* EXTRAIT PRÉSENTÉ
....

Si l'on veut gagner l'opinion palestinienne à une solution de Genève concrète - et non à la formule abstraite d'une paix virtuelle- une toute autre approche doit être développée sur la question des réfugiés : tout Palestinien impliqué dans le processus le sait parfaitement et la suggestion de Clinton de séparer une reconnaissance par Israël du droit au retour - point sur lequel aucune direction palestinienne ne pourrait transiger - d'un processus négocié sur le retour véritable des réfugiés, pourrait être un point de départ pour un accord sur cette question.

De même pour la définition d'Israël par les Palestiniens comme Etat Juif, qui ne relève d'aucune logique : il appartient aux Israéliens uniquement de décider de la nature de leur Etat, juif ou démocratique, capitaliste ou socialiste, république ou dictature.

Qu'arriverait-il si la majorité des israéliens se choisissait un Etat démocratique et non celui de tous les juifs du monde ? Devrait-elle en être empêchée parce qu'il existe un accord signé avec les Palestiniens ? ! Dans un accord de paix chaque côté reconnaît avant tout l'existence de l'autre. La « nature » de l'autre est affaire d'autodétermination.

Si l'on veut gagner l'opinion palestinienne à la solution de Genève, elle doit être largement discutée et amendée. Mais l'opinion publique palestinienne est-elle pour l'IG un objectif d'importance égale à l'opinion publique israélienne ? Rien n'est moins sûr.

....

* LIGNES ENREGISTRÉES
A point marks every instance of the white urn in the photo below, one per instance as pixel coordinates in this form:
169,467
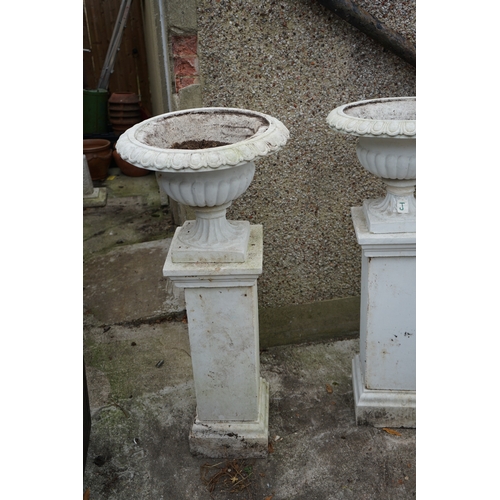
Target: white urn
205,159
386,147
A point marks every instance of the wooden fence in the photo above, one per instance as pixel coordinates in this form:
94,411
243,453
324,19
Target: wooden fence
130,71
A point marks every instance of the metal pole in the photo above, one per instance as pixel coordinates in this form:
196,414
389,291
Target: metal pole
374,28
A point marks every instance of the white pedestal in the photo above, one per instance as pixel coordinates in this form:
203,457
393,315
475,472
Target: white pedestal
222,308
384,373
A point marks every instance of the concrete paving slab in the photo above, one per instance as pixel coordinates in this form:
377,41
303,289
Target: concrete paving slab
142,416
142,393
127,284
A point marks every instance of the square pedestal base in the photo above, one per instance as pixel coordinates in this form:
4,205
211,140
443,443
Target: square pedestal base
382,408
387,222
233,439
232,251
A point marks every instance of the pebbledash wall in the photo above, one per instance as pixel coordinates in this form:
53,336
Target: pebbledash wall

....

* CONSIGNE 1
Traduisez en anglais la phrase suivante de l'extrait : « Dans un accord de paix chaque côté reconnaît avant tout l'existence de l'autre. »
* CONSIGNE 2
Répondez brièvement à partir de l'extrait :
(a) Selon l'extrait, à qui appartient-il de décider de la nature de l'État d'Israël ?
(b) De quoi Clinton suggérait-il de séparer une reconnaissance par Israël du droit au retour ?
(c) Que doit-il advenir de la solution de Genève pour gagner l'opinion palestinienne ?
* CONSIGNE 3
Recopiez l'extrait en commençant aux mots "De même pour" et en vous arrêtant après "n'est moins sûr.", puis remplacez partout "accord" par "traité".
Les enregistrements n'ont aucun lien avec l'extrait présenté.

* RÉPONSE COMPLÈTE 1
In a peace agreement, each side recognizes above all the existence of the other.

* RÉPONSE COMPLÈTE 2
(a) Aux Israéliens uniquement.
(b) D'un processus négocié sur le retour véritable des réfugiés.
(c) Elle doit être largement discutée et amendée.

* RÉPONSE COMPLÈTE 3
De même pour la définition d'Israël par les Palestiniens comme Etat Juif, qui ne relève d'aucune logique : il appartient aux Israéliens uniquement de décider de la nature de leur Etat, juif ou démocratique, capitaliste ou socialiste, république ou dictature.

Qu'arriverait-il si la majorité des israéliens se choisissait un Etat démocratique et non celui de tous les juifs du monde ? Devrait-elle en être empêchée parce qu'il existe un traité signé avec les Palestiniens ? ! Dans un traité de paix chaque côté reconnaît avant tout l'existence de l'autre. La « nature » de l'autre est affaire d'autodétermination.

Si l'on veut gagner l'opinion palestinienne à la solution de Genève, elle doit être largement discutée et amendée. Mais l'opinion publique palestinienne est-elle pour l'IG un objectif d'importance égale à l'opinion publique israélienne ? Rien n'est moins sûr.